Parts of the exercise ->
**1.** From the text on child pedestrian injuries, reproduce the passage starting at "As spring arrives" and ending at "abilities to do so.".
**2.** Using the text on child pedestrian injuries, explain why young children are unable to determine when it is safe to cross the street.
━━ Text segment
Child Pedestrian Injury

As spring arrives so does the urge to get outside and enjoy the great outdoors. That means taking the kids for walks around the block or to the local park to burn off some steam. But as you take the kids out, remember that traffic injuries are the leading cause of death and a major factor in the hospitalization of children under the age of 14. Many of these injuries result from children getting hit by vehicles.

Here are some interesting facts:

    * Boys are injured as pedestrians nearly twice as often as girls.
    * Lower income children are at greater risk.
    * Children under the age of 9 show little awareness of the dangers of crossing the road. Young children are unable to determine when it is safe to cross the street because they have not yet developed the abilities to do so.

Did you know...

    * Injuries are most likely to occur during the evening rush hour from 3:00 to 7:00 p.m.
    * Areas with high traffic volumes, higher than average speeds, and fewer crossing signals put children at increased risk.
    * Studies have found that more than half of the pedestrian injuries to children under 9 years of age result from children darting out into the street without warning.
    * Fatigue and lack of attention increase the risk of children suffering a pedestrian injury on the way home from school.

Preventing Pedestrian Injuries

Here are some simple tips that'll keep your children and the children in your care safe from harm.

    * Children under 9 should always be accompanied by alert adults when crossing the street.
    * Teach children to look left, right, then left again before stepping out into the street. Children should only proceed when there are no oncoming cars in either direction.
    * Children should always walk on the sidewalk. If there are no sidewalks, pedestrians should walk facing traffic.
    * Teach children to recognize pedestrian crossing signals. Remind them to continue across if the light changes to "Don't Walk" while they are in the crosswalk.
    * Drivers need to always be alert for children and adhere to speed limits.
━━━━
━━ Information
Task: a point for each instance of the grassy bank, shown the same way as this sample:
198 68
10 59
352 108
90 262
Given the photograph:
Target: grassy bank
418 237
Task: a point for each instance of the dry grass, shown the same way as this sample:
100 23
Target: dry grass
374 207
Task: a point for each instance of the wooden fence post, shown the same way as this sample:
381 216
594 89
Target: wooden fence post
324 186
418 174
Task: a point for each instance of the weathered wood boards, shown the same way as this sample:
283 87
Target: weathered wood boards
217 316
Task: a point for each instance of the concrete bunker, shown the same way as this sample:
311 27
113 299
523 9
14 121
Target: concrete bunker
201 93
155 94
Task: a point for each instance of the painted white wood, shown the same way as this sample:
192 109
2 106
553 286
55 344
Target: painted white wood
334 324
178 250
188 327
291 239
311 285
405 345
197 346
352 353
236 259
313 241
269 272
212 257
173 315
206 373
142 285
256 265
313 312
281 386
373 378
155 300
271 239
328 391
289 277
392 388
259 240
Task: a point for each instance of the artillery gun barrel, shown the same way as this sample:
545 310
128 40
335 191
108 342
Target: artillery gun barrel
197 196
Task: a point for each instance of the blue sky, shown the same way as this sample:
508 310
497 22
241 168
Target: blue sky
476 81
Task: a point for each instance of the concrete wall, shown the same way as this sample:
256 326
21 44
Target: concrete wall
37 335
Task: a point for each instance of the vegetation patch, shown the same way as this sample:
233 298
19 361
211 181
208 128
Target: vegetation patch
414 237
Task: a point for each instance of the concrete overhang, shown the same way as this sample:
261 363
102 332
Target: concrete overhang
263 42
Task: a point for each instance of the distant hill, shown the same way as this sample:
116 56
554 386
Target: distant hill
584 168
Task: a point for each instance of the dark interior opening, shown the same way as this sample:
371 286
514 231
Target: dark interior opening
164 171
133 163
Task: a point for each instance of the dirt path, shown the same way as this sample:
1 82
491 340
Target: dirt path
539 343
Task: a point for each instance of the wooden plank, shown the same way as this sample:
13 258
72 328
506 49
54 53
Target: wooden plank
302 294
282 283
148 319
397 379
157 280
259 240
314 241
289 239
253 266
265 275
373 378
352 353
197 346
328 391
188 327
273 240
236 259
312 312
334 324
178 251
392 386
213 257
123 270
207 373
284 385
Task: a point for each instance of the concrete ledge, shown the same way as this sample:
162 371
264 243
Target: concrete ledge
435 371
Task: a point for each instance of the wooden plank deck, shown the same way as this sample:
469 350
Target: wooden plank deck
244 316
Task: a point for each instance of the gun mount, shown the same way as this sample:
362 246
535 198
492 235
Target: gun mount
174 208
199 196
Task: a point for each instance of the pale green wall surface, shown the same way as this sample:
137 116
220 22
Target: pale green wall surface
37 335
━━━━
━━ Information
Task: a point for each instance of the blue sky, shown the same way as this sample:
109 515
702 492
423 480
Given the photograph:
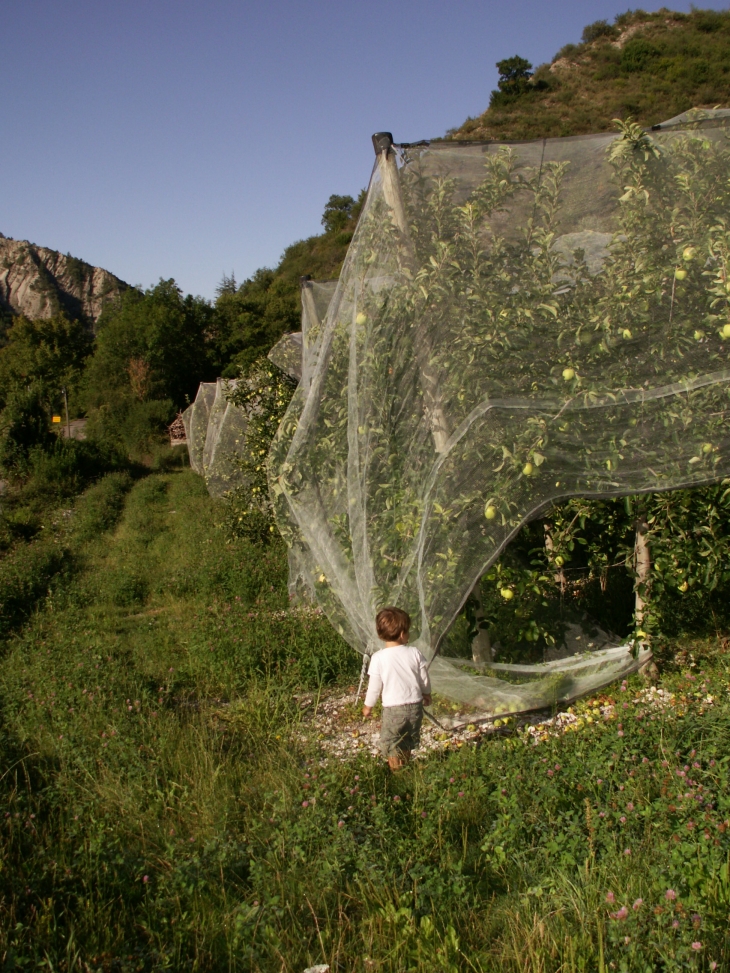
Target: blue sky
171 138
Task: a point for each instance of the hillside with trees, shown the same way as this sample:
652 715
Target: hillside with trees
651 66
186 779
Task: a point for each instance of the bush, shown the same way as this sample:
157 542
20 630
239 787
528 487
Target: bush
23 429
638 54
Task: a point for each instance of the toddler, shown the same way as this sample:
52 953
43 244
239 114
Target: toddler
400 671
━━━━
━━ Information
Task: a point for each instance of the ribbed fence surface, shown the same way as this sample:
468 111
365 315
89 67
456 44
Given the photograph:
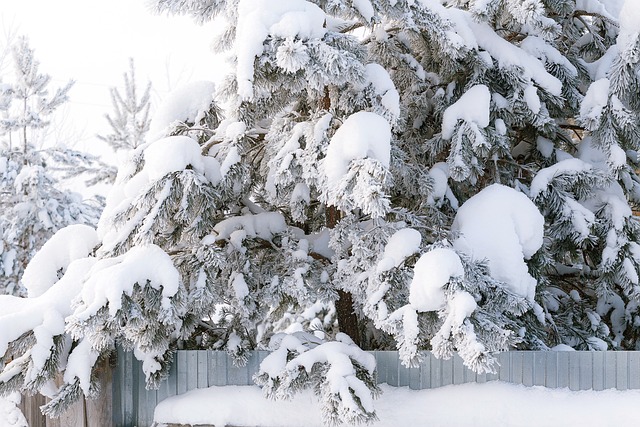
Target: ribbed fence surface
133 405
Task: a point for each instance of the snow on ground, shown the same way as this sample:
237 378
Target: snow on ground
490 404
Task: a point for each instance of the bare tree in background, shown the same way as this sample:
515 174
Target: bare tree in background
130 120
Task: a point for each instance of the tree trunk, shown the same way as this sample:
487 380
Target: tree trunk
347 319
━━━━
Solution list ->
**1.**
As spring arrives so does the urge to get outside and enjoy the great outdoors. That means taking the kids for walks around the block or to the local park to burn off some steam. But as you take the kids out, remember that traffic injuries are the leading cause of death and a major factor in the hospitalization of children under the age of 14. Many of these injuries result from children getting hit by vehicles.

Here are some interesting facts:

    * Boys are injured as pedestrians nearly twice as often as girls.
    * Lower income children are at greater risk.
    * Children under the age of 9 show little awareness of the dangers of crossing the road. Young children are unable to determine when it is safe to cross the street because they have not yet developed the abilities to do so.

**2.** Young children have not yet developed the abilities to tell when it is safe to cross. The text notes that children under the age of 9 show little awareness of the dangers of crossing the road.